What you will do: Swap "neckerchief" for "bandana" throughout the entries below, and write out the lines again with everything else left the same.

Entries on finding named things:
--- Start ---

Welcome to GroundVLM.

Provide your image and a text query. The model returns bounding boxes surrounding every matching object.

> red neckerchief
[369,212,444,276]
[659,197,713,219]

--- End ---

Complete output:
Welcome to GroundVLM.

Provide your image and a text query. The model returns bounding boxes surrounding every matching object.

> red bandana
[369,212,444,276]
[659,197,713,219]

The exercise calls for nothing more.